§ What is being asked
Reproduce the data exactly.

Dataset items
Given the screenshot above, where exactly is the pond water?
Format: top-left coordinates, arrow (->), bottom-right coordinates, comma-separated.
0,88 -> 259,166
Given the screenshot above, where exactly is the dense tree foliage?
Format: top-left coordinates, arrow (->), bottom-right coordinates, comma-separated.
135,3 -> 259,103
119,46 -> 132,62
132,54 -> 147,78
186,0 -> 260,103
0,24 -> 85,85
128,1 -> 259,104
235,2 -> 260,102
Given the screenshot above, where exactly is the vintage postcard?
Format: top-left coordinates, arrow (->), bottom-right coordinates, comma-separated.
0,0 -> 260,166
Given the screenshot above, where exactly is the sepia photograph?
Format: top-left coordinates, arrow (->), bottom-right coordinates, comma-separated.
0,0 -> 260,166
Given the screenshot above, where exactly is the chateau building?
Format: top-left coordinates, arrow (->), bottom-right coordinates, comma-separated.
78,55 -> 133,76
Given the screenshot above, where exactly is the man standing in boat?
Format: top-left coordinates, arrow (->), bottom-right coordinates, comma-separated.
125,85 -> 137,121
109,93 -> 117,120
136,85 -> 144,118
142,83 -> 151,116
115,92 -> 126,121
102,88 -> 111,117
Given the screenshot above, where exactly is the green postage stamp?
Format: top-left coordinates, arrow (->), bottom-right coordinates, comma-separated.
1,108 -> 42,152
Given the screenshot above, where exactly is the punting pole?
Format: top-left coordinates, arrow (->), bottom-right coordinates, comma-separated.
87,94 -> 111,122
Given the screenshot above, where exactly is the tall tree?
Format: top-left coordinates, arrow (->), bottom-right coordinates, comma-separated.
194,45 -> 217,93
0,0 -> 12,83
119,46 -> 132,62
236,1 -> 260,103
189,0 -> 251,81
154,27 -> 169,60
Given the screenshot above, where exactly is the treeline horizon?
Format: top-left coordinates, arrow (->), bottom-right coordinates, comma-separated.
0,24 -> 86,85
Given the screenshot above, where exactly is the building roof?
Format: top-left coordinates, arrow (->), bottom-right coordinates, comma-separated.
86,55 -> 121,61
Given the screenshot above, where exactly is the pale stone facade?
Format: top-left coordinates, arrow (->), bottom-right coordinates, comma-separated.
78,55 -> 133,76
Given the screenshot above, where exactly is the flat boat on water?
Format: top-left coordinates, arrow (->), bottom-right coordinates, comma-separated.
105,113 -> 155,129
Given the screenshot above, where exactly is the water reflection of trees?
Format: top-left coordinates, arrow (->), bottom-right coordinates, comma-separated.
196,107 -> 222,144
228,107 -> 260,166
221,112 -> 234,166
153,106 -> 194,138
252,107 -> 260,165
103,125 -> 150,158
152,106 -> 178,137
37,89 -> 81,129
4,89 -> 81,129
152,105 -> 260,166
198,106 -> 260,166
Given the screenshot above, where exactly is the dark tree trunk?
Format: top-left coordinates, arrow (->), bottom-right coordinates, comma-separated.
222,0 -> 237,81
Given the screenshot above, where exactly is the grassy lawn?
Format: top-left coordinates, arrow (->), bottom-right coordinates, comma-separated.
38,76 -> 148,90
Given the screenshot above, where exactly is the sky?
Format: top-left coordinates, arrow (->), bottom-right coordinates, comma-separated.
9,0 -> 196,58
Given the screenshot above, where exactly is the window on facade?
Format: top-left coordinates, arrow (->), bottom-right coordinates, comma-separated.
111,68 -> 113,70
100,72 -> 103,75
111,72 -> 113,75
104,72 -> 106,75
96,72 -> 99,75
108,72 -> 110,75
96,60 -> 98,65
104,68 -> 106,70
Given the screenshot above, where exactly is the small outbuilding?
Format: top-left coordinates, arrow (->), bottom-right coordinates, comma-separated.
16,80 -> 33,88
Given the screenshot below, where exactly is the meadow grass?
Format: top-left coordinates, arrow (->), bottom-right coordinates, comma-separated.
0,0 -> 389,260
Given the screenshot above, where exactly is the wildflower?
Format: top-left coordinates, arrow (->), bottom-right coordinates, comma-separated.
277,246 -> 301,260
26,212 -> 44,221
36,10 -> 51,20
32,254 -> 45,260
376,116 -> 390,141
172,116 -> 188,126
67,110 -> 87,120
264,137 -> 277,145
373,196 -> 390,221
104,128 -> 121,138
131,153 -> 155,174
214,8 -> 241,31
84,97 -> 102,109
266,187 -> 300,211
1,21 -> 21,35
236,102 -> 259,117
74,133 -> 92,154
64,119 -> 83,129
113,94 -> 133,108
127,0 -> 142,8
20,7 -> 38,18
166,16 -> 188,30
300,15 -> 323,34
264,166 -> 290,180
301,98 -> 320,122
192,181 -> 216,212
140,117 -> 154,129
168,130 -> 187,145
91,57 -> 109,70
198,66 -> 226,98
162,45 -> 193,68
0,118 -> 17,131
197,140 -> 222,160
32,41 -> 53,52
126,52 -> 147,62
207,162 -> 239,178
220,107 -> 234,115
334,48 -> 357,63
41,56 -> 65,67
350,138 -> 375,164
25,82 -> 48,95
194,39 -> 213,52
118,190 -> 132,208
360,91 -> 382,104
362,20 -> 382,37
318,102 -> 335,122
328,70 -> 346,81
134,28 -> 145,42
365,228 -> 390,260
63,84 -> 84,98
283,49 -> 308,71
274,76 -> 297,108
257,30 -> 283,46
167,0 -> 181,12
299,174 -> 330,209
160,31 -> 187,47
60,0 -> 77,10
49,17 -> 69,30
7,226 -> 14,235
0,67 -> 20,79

§ Task result
Given the screenshot above, where exactly is the pond water?
Format: top-left coordinates, arrow (->), bottom-right coordinates, comma-separated.
0,88 -> 259,166
Given the screenshot above, where exactly is the dense tree foliage?
Format: top-left coordinates, arrow (->), bottom-right coordinates, comma-separated.
135,3 -> 259,103
119,46 -> 132,62
132,54 -> 147,78
186,0 -> 260,103
0,24 -> 85,85
128,1 -> 259,104
235,2 -> 260,102
Given the screenshot above, where exactly is the vintage postcard?
Format: top-left coordinates, arrow (->), bottom-right coordinates, comma-separated.
0,0 -> 260,166
Given the screenshot above, where exactly is the sepia photograph?
Format: top-left coordinates, arrow (->), bottom-right coordinates, comma-separated.
0,0 -> 260,166
Given the screenshot above, where exactly is the chateau building?
Format: top-left coordinates, arrow (->), bottom-right coordinates, comma-separated.
78,55 -> 133,76
Given the screenshot above, where exactly is the man standing in boat?
Format: top-left coordinates, arrow (->), bottom-right coordinates, comma-separated.
125,85 -> 137,121
109,93 -> 117,120
136,85 -> 144,118
142,83 -> 151,116
115,92 -> 126,121
102,88 -> 111,117
Given the screenshot above, where exactly is the green postage stamp?
Format: top-left coordinates, arrow (->), bottom-right coordinates, comma-separated.
1,108 -> 42,152
Given the screenshot above, where exactly is the punting pole?
Format: top-left coordinates, arrow (->), bottom-right coordinates, comma-separated.
87,94 -> 111,122
Given the screenshot above, where exactly is the tall tree?
Format: top-left coordinates, arrow (->), bottom-right coordinates, comma-separated.
194,45 -> 217,93
0,0 -> 12,83
119,46 -> 132,62
236,1 -> 260,103
189,0 -> 251,81
154,27 -> 169,60
Given the screenshot above, where exactly is the treeline horizon?
Format: top-left coordinates, arrow (->), bottom-right coordinates, comma-separated.
0,24 -> 86,85
Given the screenshot above, where exactly is the building roof?
Format: top-left coordinates, arrow (->), bottom-right coordinates, comma-separated.
86,55 -> 121,61
Given the screenshot above, where exactly is the pale stone facade?
Format: top-left coordinates, arrow (->), bottom-right coordinates, comma-separated.
78,55 -> 133,76
Given the screenshot above, where exactly is the flat boat on water?
Format: top-left coordinates, arrow (->), bottom-right coordinates, comma-separated.
105,113 -> 155,129
Given the screenshot above, where exactly is the water reflection of trees?
Format: top-left coordinates, arrow (->), bottom-right coordinates, comma-separated.
196,107 -> 222,144
228,107 -> 260,166
221,112 -> 234,166
153,106 -> 194,138
252,107 -> 260,165
103,125 -> 150,158
152,106 -> 178,137
37,89 -> 81,129
4,89 -> 81,129
152,105 -> 260,166
198,106 -> 260,166
Given the screenshot above, where exactly is the dark tree trunk?
Format: top-left coordinates, arrow (->), bottom-right coordinates, comma-separated.
222,0 -> 237,81
Given the screenshot above, where exactly is the grassy lawn?
Format: top-left coordinates, arrow (->), bottom-right coordinates, comma-separated.
38,76 -> 148,90
Given the screenshot above, where exactly is the sky?
Format: top-left coordinates, arrow (->), bottom-right coordinates, comma-separated.
9,0 -> 196,58
Given the screenshot above, where exactly is the window on facade?
Format: top-left coordinates, arrow (->), bottom-right coordinates, comma-separated.
111,68 -> 113,70
100,72 -> 103,75
111,72 -> 113,75
104,72 -> 106,75
96,72 -> 99,75
108,72 -> 110,75
96,60 -> 98,65
104,68 -> 106,70
Given the screenshot above, where exactly is the small outbuilding?
Format: top-left coordinates, arrow (->), bottom-right coordinates, comma-separated.
16,80 -> 33,88
Given the screenshot below, where exactly is the meadow grass?
Format: top-left coordinates, arrow (->), bottom-right coordinates, comma-separated.
0,0 -> 389,260
Given the screenshot above, where exactly is the wildflower?
Format: top-left coordinates, arrow (->), bottom-right coordinates, comma-separated.
277,246 -> 301,260
26,212 -> 44,221
36,10 -> 51,20
32,254 -> 45,260
376,116 -> 390,141
172,116 -> 188,126
67,110 -> 87,120
264,137 -> 277,145
373,196 -> 390,221
104,128 -> 121,138
131,153 -> 155,174
214,8 -> 241,31
84,97 -> 102,109
266,187 -> 300,211
1,21 -> 21,35
236,102 -> 259,117
74,133 -> 92,154
64,119 -> 83,129
113,94 -> 133,108
127,0 -> 142,8
20,7 -> 38,18
166,16 -> 188,30
300,15 -> 323,34
264,166 -> 290,180
301,98 -> 320,122
192,181 -> 216,212
140,117 -> 154,129
168,130 -> 187,145
91,57 -> 109,70
198,66 -> 226,98
162,45 -> 193,68
0,118 -> 17,131
197,140 -> 222,160
32,41 -> 53,52
126,52 -> 147,62
207,162 -> 239,178
220,107 -> 234,115
334,48 -> 357,63
41,56 -> 65,67
350,138 -> 375,164
25,82 -> 48,95
194,39 -> 213,52
118,190 -> 132,208
360,91 -> 382,104
362,20 -> 382,37
318,102 -> 335,122
328,70 -> 346,81
134,28 -> 145,42
365,228 -> 390,260
63,84 -> 84,98
283,49 -> 308,71
274,76 -> 297,108
257,30 -> 283,46
167,0 -> 181,12
299,174 -> 330,209
160,31 -> 187,47
60,0 -> 77,10
49,17 -> 69,30
7,226 -> 14,235
0,67 -> 20,79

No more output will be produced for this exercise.